Locate each line in the data below that contains the word "wooden" and copy it out in full. Treat uppercase and lowercase as different.

─── Provided material

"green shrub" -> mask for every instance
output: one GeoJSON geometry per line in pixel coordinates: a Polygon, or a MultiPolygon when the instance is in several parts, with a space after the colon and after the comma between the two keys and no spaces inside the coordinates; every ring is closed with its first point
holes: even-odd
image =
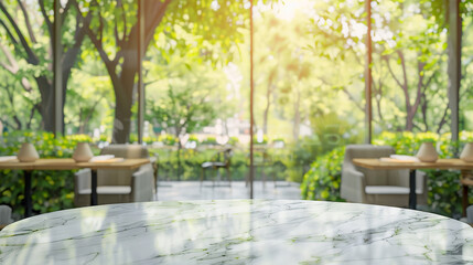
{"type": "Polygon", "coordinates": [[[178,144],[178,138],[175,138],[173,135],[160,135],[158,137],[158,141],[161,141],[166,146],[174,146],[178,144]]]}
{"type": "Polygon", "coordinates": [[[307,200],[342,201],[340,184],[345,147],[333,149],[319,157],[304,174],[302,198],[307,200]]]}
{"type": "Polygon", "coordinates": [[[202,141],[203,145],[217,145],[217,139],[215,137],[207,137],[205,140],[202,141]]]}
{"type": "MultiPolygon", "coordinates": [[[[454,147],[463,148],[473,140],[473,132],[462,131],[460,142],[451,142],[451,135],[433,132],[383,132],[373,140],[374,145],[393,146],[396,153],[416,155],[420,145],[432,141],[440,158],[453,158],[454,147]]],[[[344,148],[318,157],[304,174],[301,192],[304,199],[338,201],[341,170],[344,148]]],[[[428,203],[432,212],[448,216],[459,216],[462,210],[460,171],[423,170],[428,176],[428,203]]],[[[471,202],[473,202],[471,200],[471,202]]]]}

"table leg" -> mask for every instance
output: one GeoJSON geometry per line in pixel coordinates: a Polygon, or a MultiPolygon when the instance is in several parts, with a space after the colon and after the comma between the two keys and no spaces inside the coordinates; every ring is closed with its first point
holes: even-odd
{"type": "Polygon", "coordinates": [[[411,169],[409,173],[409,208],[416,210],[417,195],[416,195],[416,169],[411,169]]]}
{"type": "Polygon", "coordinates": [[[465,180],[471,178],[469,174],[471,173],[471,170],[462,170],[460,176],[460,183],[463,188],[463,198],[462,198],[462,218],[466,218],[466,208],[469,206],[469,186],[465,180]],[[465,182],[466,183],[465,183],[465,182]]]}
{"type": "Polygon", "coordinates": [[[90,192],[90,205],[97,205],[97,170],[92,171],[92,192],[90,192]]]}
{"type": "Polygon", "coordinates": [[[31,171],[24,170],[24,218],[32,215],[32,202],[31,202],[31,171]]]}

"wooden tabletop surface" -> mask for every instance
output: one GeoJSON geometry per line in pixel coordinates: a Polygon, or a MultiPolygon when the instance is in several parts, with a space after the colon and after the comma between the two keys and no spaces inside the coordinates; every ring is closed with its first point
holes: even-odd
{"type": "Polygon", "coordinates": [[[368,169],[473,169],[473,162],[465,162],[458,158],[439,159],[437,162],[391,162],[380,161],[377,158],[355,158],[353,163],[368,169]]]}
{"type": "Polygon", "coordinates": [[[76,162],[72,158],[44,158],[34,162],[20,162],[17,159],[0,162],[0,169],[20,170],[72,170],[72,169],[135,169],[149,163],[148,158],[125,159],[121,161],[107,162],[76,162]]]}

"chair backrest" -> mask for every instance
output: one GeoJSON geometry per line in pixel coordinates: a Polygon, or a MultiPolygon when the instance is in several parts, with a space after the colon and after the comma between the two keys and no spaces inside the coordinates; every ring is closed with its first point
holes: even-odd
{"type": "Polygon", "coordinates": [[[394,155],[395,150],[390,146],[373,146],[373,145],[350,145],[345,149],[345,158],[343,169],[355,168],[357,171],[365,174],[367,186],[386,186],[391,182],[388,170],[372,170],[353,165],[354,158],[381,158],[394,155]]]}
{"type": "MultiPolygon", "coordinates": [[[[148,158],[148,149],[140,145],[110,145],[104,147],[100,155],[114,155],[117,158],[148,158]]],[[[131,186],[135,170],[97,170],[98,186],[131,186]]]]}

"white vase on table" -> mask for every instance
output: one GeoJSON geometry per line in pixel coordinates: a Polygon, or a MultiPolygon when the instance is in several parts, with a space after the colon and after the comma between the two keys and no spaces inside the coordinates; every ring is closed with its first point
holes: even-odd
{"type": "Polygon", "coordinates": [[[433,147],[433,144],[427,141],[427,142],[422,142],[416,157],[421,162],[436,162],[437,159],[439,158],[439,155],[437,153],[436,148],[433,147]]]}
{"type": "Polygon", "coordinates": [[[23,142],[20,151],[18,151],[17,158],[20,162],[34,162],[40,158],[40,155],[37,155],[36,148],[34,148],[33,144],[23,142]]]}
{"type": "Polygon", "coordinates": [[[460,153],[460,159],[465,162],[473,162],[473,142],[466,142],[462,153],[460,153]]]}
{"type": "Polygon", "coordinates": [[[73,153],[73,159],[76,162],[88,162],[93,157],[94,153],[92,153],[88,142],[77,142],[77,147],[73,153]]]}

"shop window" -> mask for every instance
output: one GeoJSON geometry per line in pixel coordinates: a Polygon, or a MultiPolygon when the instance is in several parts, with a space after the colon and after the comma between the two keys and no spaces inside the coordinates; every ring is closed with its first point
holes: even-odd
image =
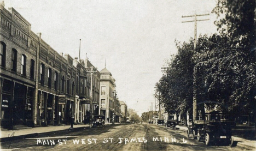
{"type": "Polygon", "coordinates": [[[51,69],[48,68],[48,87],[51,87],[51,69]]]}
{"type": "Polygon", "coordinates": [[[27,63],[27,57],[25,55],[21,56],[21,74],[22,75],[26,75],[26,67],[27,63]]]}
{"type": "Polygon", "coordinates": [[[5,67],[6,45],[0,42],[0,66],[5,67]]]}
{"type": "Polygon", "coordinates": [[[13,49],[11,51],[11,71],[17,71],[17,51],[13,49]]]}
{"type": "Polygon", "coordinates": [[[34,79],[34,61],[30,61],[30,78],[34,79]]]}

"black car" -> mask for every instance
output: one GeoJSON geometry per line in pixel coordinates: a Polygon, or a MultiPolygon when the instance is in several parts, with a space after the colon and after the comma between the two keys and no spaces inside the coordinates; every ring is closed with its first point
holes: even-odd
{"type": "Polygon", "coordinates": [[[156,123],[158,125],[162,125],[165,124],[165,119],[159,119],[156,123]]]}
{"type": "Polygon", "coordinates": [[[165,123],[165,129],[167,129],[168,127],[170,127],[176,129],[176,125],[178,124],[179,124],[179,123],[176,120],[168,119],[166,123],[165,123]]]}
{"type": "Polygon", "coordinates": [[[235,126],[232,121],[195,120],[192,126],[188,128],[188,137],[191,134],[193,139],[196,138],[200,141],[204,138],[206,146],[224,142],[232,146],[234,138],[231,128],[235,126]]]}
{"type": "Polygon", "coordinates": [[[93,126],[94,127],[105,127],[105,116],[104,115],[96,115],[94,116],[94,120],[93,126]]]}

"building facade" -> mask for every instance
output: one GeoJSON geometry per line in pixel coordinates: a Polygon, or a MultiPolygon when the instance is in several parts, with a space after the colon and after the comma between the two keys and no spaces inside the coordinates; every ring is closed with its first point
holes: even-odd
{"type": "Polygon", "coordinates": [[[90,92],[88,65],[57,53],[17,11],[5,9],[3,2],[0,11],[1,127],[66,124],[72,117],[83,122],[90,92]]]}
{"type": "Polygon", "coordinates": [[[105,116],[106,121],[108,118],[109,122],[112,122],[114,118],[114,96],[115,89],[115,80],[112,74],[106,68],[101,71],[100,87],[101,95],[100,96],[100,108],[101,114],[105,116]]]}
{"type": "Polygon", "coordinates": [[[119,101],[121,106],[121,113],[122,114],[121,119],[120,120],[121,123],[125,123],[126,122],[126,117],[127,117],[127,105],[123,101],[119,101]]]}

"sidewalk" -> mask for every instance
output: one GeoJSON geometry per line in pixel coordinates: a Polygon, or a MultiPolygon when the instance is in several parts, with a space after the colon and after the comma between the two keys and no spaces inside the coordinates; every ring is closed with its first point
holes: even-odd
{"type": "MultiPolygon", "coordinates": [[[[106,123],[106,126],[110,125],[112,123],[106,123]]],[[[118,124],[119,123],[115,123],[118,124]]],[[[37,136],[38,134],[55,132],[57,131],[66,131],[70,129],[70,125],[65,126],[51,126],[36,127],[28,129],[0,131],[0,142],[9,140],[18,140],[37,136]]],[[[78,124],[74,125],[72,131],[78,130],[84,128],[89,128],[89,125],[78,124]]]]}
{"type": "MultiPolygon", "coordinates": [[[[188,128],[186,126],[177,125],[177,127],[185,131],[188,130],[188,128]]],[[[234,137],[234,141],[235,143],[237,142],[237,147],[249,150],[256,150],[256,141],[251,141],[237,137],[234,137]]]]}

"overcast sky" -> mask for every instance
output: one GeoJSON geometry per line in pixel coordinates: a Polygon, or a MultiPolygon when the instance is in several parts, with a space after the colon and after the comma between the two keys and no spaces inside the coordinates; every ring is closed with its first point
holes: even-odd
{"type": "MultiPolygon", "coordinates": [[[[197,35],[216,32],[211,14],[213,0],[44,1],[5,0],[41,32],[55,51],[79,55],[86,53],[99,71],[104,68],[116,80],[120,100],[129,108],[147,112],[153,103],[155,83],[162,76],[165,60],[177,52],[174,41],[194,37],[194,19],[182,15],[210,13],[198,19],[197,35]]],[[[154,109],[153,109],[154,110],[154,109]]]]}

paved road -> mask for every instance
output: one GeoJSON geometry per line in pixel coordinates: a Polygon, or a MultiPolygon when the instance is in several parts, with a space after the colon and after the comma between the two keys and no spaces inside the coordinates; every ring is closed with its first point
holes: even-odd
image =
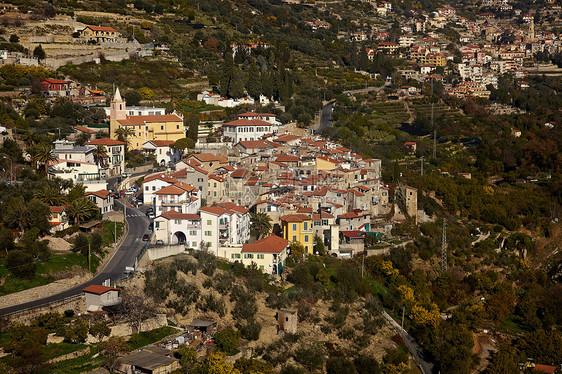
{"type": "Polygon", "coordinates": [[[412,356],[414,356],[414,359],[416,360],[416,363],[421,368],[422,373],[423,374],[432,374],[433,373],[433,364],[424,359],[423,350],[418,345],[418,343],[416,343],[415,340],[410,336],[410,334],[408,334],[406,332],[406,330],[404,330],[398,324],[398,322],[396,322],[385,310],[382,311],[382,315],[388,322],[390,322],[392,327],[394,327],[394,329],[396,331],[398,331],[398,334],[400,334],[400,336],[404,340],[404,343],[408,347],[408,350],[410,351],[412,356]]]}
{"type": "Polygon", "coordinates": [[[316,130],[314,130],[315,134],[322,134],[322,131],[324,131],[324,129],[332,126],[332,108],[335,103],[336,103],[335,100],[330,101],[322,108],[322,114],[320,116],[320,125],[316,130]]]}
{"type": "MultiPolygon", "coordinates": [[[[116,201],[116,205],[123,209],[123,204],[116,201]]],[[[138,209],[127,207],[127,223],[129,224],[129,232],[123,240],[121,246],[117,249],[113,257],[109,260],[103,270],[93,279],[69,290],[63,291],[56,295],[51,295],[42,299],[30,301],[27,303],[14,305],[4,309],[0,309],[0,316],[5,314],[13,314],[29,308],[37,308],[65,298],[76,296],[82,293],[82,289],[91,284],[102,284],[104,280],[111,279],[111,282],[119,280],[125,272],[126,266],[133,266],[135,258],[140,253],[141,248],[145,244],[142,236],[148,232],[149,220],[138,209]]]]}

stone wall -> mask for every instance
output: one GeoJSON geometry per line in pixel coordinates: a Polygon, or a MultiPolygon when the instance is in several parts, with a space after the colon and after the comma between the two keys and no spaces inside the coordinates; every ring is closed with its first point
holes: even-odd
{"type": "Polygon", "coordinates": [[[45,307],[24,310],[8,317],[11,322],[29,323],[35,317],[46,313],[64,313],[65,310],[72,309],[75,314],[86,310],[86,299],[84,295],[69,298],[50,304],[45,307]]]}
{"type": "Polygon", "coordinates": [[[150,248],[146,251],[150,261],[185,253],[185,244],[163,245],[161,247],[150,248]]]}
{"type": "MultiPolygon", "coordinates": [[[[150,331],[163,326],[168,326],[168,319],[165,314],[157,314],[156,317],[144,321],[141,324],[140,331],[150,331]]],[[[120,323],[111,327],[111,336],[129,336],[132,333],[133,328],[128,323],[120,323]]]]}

──────
─── Provided material

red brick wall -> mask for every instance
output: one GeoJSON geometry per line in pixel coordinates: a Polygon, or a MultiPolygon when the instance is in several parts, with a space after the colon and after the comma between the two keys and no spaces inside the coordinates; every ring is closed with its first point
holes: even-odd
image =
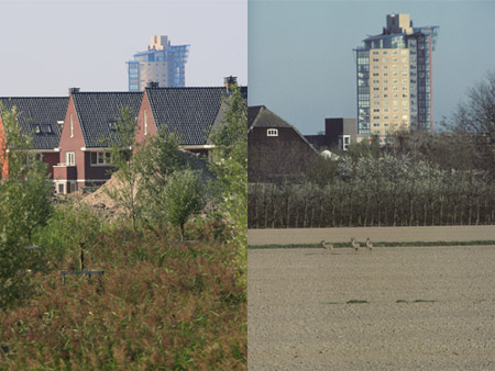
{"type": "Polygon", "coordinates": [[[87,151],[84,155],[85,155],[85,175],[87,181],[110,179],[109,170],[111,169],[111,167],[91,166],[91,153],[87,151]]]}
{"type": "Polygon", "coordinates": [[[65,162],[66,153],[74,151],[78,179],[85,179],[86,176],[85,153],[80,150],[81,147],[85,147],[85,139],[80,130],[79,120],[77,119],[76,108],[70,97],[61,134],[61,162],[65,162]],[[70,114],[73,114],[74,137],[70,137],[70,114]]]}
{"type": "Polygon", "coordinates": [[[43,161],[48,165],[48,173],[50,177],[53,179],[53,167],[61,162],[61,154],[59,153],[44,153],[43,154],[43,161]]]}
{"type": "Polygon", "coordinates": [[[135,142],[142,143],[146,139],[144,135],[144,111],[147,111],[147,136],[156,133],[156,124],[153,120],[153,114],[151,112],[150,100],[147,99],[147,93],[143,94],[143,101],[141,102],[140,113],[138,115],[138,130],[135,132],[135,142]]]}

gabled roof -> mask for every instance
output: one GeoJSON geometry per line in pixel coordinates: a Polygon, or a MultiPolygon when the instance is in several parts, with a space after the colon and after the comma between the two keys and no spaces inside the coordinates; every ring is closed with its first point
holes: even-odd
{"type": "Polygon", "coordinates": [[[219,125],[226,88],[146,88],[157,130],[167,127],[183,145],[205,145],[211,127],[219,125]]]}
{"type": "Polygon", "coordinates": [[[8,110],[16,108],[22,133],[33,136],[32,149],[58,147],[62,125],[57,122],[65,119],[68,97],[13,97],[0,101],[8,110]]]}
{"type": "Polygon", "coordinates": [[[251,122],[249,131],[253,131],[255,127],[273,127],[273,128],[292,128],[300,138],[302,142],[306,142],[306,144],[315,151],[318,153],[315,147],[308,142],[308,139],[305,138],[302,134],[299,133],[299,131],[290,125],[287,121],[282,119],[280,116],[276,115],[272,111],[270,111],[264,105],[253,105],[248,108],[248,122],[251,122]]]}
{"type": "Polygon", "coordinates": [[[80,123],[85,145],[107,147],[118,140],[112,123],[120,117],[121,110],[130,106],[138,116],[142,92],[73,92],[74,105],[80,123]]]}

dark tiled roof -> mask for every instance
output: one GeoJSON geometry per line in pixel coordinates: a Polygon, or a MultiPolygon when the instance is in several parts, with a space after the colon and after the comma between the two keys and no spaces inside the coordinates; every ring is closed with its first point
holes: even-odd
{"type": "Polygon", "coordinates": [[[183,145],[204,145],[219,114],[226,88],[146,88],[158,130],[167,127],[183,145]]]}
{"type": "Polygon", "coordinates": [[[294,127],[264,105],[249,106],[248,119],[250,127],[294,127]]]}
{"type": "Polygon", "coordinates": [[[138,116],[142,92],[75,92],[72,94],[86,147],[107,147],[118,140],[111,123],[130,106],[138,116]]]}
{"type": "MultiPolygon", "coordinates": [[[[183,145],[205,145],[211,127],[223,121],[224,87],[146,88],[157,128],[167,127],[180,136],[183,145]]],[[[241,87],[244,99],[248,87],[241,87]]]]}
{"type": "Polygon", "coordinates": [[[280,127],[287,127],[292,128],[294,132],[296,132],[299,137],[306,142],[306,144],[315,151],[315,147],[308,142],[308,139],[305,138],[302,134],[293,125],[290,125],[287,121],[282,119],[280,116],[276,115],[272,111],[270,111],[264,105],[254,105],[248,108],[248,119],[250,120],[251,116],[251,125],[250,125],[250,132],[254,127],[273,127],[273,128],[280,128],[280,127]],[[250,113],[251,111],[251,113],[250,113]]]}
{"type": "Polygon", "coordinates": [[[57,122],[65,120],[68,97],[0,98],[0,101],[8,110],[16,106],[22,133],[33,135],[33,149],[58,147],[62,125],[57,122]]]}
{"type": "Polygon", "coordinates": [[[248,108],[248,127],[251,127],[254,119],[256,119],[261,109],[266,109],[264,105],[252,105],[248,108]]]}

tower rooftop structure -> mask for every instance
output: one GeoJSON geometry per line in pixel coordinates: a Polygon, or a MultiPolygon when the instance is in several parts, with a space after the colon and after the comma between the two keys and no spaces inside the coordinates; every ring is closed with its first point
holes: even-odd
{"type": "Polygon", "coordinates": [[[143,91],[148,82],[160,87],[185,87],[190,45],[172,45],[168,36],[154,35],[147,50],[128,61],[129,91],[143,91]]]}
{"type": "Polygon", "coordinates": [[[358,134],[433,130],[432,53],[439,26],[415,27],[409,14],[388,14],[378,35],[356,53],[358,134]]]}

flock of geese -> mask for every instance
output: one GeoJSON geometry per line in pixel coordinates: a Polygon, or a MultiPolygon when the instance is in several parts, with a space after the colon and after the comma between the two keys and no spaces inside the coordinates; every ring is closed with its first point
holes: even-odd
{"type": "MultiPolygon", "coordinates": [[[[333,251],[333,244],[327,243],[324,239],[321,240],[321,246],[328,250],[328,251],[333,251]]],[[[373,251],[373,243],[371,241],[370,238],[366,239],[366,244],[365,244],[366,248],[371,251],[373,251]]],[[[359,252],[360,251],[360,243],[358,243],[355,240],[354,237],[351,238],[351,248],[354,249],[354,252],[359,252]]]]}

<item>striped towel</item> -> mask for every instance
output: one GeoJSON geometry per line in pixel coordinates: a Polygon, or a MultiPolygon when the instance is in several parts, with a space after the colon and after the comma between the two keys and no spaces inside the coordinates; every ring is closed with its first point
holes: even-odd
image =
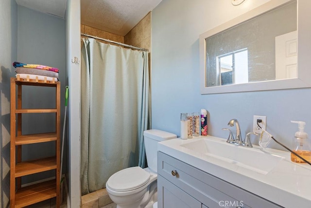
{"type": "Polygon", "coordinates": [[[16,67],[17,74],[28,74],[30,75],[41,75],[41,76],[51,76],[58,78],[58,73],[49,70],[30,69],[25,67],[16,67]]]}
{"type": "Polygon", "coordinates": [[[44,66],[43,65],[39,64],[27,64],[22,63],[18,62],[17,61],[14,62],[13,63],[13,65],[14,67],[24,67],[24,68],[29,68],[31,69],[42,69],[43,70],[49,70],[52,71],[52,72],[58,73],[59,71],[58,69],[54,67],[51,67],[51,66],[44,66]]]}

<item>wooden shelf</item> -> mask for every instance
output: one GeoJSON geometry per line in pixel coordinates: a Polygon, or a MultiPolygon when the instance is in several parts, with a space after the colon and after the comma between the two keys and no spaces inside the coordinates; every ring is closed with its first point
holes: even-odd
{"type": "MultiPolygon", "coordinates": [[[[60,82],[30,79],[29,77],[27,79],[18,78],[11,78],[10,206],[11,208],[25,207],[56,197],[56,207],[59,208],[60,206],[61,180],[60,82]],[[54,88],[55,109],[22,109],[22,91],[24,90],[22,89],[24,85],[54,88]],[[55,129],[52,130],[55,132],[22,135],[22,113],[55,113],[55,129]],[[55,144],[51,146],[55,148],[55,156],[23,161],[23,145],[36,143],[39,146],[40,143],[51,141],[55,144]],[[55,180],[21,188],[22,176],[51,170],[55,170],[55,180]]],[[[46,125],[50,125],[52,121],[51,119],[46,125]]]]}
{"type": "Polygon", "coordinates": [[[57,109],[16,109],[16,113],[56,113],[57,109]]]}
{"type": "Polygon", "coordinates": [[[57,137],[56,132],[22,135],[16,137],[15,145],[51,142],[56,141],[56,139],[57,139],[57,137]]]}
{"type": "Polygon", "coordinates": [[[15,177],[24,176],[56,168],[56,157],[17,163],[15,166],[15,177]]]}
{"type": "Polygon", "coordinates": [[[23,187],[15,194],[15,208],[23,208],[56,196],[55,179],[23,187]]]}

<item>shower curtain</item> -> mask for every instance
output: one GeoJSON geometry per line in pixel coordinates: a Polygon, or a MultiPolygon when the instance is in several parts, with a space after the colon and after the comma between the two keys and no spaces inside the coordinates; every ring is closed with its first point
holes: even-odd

──────

_Exercise answer_
"wooden tabletop surface" -> mask for every instance
<item>wooden shelf</item> -> mask for every instance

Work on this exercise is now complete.